## SELECTED EXCERPT:
Tuesday, June 26, 2018

Garbage

You should be thinking about garbage. If you're not, the world you're designing will have some serious flaws. Wherever people are, there's the possibility that they will leave things behind. In fact, it's one of the main ways we can tell that people have been in a place - looking for their leavings. Midden heaps featured shells, useless bones and broken pottery. These days we might see lots of plastic packaging. Leaf packaging, or plant fiber packaging, might last less well because it's biodegradable. There are also packages that are reusable, like tins or Japanese furoshiki cloths. (One of the reasons why we have so much packaging is because it is a method of advertising.)

Kat noted that in Japan there is a lot of packaging material, but the recycling there is very picky and precise, into as many as 28 recycling categories. The more you separate, the less work it is to recycle.

Neal Stephenson has written about molecular-separation recycling. That takes care of a lot of waste and renders it utterly unrecognizable! Star Trek replicators are similar. If you have a "matter box" that creates things for you, how do you feed it and with what?

If you have garbage that you want to get rid of, what do you do with it? Incinerate it? Render it into slurry? Separate it? Compost it? There are also ritual ways of handling trash.

## EXERCISE OBJECTIVE:
Retype everything in the garbage post from "Neal Stephenson has" down to "of handling trash.".

## DATA LISTING:
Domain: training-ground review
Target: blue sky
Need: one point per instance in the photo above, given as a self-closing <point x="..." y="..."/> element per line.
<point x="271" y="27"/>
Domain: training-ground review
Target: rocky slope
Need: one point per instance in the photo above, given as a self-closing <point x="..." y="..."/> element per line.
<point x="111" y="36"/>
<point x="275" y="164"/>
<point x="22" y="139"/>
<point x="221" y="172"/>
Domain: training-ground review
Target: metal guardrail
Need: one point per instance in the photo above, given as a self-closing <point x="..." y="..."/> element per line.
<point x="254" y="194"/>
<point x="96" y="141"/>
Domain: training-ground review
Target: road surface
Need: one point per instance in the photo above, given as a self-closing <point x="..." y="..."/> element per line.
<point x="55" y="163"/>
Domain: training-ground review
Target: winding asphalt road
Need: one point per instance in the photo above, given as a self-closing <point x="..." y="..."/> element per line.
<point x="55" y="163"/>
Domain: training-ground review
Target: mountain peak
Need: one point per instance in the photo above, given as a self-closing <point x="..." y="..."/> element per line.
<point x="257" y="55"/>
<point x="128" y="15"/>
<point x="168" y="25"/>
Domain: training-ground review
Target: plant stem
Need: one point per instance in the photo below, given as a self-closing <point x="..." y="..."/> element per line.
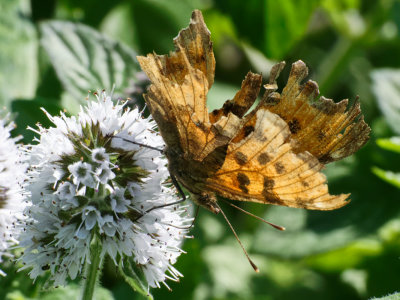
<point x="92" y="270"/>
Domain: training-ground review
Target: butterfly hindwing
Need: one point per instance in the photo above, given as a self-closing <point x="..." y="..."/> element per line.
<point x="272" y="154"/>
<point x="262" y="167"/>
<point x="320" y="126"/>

==

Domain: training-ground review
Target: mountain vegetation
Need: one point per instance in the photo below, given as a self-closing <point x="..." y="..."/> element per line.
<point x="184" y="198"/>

* * *

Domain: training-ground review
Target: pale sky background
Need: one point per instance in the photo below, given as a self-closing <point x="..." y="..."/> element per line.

## ANSWER SPACE:
Neal Stephenson has written about molecular-separation recycling. That takes care of a lot of waste and renders it utterly unrecognizable! Star Trek replicators are similar. If you have a "matter box" that creates things for you, how do you feed it and with what?

If you have garbage that you want to get rid of, what do you do with it? Incinerate it? Render it into slurry? Separate it? Compost it? There are also ritual ways of handling trash.